EXERCISE DIRECTIONS: Reproduce the full material below with each occurrence of "clicks" swapped for "points" and everything else unchanged. Leave out the pictures.

EXTRACTED INFORMATION:
—————
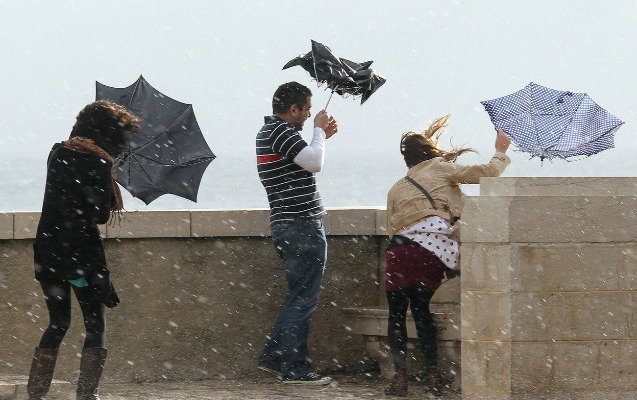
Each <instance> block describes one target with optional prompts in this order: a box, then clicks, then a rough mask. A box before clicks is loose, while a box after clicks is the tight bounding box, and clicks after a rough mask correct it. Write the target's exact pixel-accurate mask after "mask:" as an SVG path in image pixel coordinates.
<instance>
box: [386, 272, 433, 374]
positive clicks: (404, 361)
mask: <svg viewBox="0 0 637 400" xmlns="http://www.w3.org/2000/svg"><path fill="white" fill-rule="evenodd" d="M386 293H387V304H388V305H389V319H388V320H387V322H388V323H387V336H388V337H389V347H390V349H391V354H392V359H393V361H394V366H395V367H396V369H398V368H403V367H405V366H406V365H407V325H406V319H407V307H408V306H409V305H410V304H411V313H412V315H413V317H414V321H415V322H416V332H418V339H420V345H421V347H422V353H423V356H424V358H425V369H426V368H430V367H435V366H436V365H437V363H438V345H437V342H436V324H435V323H434V320H433V318H432V316H431V313H430V312H429V301H430V300H431V297H432V296H433V294H434V291H433V290H431V289H427V288H426V287H422V286H415V285H413V286H409V287H408V288H406V289H404V290H401V291H397V292H386Z"/></svg>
—————
TASK OUTPUT:
Each <instance> block describes one target with optional prompts in this order: a box, then points, then a rough mask. A box before points is loose, while a box after points is the tight bounding box, and points after a rough mask correct it. Write the target's exact pixel-accurate mask after "mask:" as an SVG path in image pixel coordinates.
<instance>
box: [386, 272, 433, 374]
positive points: (404, 361)
mask: <svg viewBox="0 0 637 400" xmlns="http://www.w3.org/2000/svg"><path fill="white" fill-rule="evenodd" d="M386 293H387V304H388V305H389V319H388V320H387V322H388V323H387V336H388V337H389V347H390V349H391V354H392V359H393V361H394V366H395V367H396V369H398V368H403V367H405V366H406V365H407V325H406V319H407V307H408V306H409V305H410V304H411V313H412V315H413V317H414V321H415V322H416V332H418V339H420V345H421V347H422V353H423V356H424V358H425V369H426V368H430V367H435V366H436V365H437V363H438V345H437V342H436V324H435V323H434V320H433V318H432V316H431V313H430V312H429V301H430V300H431V297H432V296H433V294H434V291H433V290H431V289H427V288H426V287H422V286H415V285H413V286H409V287H408V288H406V289H404V290H401V291H397V292H386Z"/></svg>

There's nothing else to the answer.